• **TASKS TO PERFORM**:
1 > Reproduce the passage in the earnings call comments from "After hours is" up to and including "off the shelves.".
2 > In the earnings call comments, why does the postscript conclude "So I'm probably wrong about tomorrow"?

• **TEXT PROVIDED**:

▬▬▬▬▬▬

After hours is mixed, this was a super "tired Elon" call (understandable given yesterday's spectacular launch) with moderate financial news and both positive and negative points, though I suspect this could be received negatively in aggregate. I am stalking additional shares if price drops to my targets for sure though. There is a roadster on its way to Mars - this team will finish 2018 with Model 3's flying off the shelves.
 
Am I the only one that believes the market is likely to receive this earnings call poorly? I hope I'm mistaken, but I'm not too optimistic for tomorrow.

I disagree. Biggest takeaway is the module robots work, they just have to be moved to the GF. Biggest constraint to 2,500 3's. That's great news.

p.s. I was totally wrong about customer deposits. Thought that number would be way higher. So I'm probably wrong about tomorrow
 
I disagree. Biggest takeaway is the module robots work, they just have to be moved to the GF. Biggest constraint to 2,500 3's. That's great news.

▬▬▬▬▬▬

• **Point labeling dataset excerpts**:
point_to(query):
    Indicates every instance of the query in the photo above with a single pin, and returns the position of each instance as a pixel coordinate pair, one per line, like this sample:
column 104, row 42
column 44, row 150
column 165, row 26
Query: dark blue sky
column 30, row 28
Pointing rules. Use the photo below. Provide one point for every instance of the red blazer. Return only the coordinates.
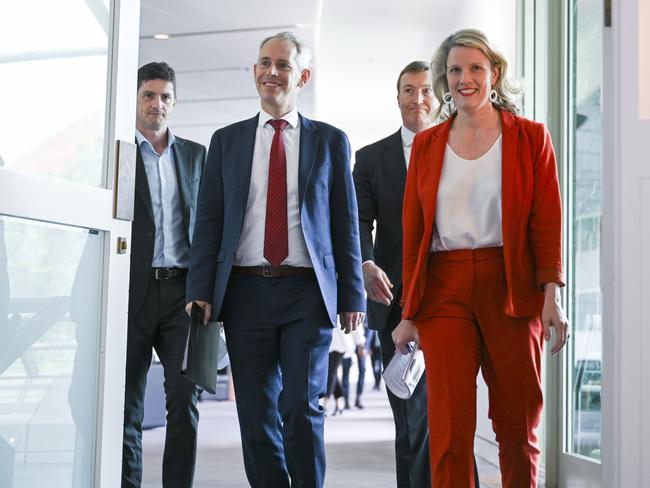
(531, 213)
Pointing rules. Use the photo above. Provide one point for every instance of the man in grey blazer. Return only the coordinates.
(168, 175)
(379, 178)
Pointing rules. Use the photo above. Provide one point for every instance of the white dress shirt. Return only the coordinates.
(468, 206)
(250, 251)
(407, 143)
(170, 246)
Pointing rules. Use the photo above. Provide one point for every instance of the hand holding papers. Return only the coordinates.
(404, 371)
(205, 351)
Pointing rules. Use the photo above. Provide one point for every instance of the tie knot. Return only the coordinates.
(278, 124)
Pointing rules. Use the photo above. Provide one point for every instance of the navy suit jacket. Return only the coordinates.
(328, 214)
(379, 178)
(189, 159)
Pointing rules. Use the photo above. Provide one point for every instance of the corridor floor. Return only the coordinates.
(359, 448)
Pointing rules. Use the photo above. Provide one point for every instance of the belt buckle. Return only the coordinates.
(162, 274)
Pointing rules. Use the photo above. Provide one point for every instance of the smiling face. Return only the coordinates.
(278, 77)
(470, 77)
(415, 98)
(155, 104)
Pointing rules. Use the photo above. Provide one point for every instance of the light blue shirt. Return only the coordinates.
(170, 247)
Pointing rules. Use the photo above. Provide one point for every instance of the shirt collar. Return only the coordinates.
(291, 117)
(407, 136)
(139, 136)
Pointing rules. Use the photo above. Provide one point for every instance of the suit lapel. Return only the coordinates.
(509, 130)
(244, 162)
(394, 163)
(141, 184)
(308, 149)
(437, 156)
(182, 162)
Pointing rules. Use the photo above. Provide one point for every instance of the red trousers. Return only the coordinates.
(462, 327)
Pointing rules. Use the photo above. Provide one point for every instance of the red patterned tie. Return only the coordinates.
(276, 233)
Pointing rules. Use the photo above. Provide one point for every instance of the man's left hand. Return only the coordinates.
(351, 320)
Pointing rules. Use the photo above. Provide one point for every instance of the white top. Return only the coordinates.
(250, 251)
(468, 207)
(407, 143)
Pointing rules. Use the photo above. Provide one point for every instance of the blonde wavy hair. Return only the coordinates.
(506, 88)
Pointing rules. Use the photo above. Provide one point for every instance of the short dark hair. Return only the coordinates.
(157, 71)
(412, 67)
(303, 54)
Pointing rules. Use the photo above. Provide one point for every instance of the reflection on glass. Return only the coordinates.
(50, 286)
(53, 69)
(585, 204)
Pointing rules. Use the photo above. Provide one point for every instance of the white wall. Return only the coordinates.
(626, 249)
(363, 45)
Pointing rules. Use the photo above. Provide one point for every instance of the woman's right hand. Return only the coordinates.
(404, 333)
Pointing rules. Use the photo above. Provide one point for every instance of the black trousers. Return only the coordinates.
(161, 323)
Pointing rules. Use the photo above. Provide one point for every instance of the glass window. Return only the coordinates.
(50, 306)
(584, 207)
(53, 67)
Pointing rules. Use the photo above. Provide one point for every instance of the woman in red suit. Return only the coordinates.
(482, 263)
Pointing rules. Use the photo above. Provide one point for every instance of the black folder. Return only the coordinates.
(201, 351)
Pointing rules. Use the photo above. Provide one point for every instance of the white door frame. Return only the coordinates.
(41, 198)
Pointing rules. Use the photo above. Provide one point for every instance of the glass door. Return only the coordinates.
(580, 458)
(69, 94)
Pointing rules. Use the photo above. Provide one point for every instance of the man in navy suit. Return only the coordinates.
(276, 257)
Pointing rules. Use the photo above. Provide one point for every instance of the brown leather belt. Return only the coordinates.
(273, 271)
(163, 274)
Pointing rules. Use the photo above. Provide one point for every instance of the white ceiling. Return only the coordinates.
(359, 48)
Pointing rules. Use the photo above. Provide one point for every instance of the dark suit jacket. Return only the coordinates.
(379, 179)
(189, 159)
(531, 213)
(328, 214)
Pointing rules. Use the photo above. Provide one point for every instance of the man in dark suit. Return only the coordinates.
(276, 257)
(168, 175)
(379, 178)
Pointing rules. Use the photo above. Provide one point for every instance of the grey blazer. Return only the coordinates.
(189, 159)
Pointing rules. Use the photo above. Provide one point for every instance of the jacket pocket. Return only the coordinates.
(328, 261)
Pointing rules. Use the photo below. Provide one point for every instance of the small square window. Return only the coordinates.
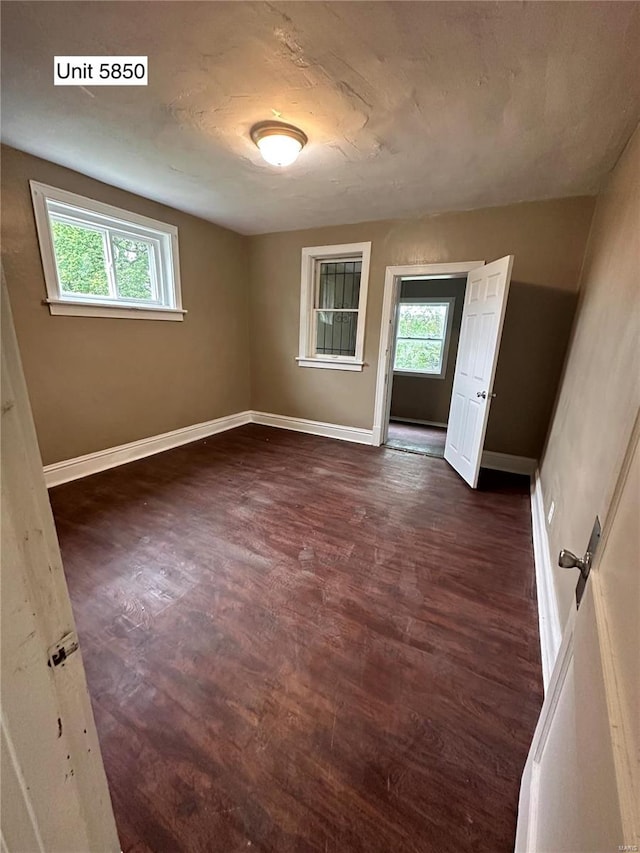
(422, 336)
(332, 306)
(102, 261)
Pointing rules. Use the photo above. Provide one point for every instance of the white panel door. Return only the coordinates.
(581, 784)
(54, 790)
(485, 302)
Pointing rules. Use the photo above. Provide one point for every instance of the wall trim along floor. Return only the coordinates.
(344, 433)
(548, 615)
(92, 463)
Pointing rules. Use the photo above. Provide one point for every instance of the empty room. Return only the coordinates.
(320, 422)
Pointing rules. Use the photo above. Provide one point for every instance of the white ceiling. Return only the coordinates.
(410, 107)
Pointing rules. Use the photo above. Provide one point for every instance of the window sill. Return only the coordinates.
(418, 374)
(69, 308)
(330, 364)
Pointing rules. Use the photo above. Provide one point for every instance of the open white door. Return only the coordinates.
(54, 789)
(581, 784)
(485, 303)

▬▬▬▬▬▬

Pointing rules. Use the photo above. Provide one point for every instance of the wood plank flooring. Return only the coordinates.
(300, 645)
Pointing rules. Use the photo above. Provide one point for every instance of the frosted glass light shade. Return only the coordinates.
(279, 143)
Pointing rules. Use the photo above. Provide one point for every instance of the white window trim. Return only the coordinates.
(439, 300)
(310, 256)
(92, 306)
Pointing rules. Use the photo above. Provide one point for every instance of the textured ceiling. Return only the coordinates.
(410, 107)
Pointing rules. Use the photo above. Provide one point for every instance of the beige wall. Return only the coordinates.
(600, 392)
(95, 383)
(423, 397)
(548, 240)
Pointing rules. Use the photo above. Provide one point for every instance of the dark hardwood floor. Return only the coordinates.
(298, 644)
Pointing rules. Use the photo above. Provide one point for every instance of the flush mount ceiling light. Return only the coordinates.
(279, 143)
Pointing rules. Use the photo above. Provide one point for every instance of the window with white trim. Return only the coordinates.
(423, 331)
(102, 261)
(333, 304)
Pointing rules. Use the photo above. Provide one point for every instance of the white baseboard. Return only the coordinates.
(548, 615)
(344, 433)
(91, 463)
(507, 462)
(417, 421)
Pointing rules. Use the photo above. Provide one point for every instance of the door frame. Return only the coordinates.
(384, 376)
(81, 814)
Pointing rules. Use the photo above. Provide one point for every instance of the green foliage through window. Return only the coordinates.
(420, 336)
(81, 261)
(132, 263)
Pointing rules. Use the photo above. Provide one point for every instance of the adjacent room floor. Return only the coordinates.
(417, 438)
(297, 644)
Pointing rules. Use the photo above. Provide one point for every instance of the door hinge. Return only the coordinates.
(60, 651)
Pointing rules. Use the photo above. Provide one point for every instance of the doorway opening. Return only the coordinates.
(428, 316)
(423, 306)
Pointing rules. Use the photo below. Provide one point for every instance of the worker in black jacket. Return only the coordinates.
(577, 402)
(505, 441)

▬▬▬▬▬▬

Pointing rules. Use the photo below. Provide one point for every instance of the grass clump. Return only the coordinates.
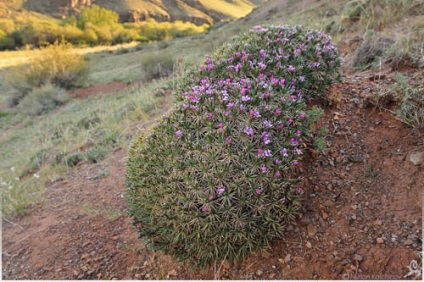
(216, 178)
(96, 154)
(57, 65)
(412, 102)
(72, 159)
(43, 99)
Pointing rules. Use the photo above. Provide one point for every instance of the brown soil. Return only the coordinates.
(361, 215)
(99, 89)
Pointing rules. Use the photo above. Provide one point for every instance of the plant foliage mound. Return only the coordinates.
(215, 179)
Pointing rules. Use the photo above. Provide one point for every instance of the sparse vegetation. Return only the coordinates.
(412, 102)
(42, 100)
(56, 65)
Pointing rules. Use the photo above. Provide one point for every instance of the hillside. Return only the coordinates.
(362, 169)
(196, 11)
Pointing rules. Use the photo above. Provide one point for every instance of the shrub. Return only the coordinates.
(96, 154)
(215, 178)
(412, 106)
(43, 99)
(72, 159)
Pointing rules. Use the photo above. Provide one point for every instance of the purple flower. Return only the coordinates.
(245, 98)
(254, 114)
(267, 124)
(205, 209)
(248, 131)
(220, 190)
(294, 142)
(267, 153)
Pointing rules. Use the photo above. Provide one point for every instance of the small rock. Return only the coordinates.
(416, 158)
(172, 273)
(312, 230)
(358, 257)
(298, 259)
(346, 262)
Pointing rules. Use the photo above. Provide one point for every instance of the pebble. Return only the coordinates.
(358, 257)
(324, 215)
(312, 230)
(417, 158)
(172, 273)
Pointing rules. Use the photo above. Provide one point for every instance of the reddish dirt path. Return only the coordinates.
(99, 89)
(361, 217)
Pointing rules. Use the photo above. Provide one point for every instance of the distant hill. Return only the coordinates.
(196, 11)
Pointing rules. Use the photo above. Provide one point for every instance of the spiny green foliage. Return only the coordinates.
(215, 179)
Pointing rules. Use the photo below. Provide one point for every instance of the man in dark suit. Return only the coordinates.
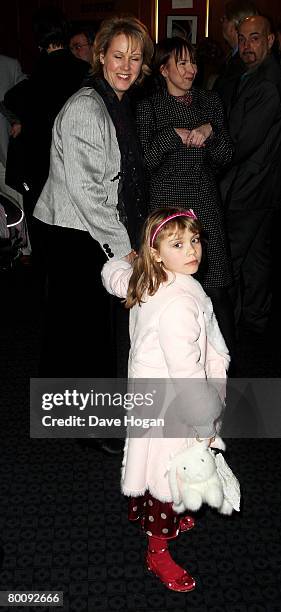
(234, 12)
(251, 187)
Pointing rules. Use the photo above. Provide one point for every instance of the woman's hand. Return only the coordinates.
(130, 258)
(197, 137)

▬▬▬▬▬▬

• **ANSWERS PROVIDED**:
1 >
After hours is mixed, this was a super "tired Elon" call (understandable given yesterday's spectacular launch) with moderate financial news and both positive and negative points, though I suspect this could be received negatively in aggregate. I am stalking additional shares if price drops to my targets for sure though. There is a roadster on its way to Mars - this team will finish 2018 with Model 3's flying off the shelves.

2 > The writer admits being totally wrong about customer deposits, having expected that number to be way higher. That miss leads the writer to conclude that the prediction about tomorrow is probably wrong as well.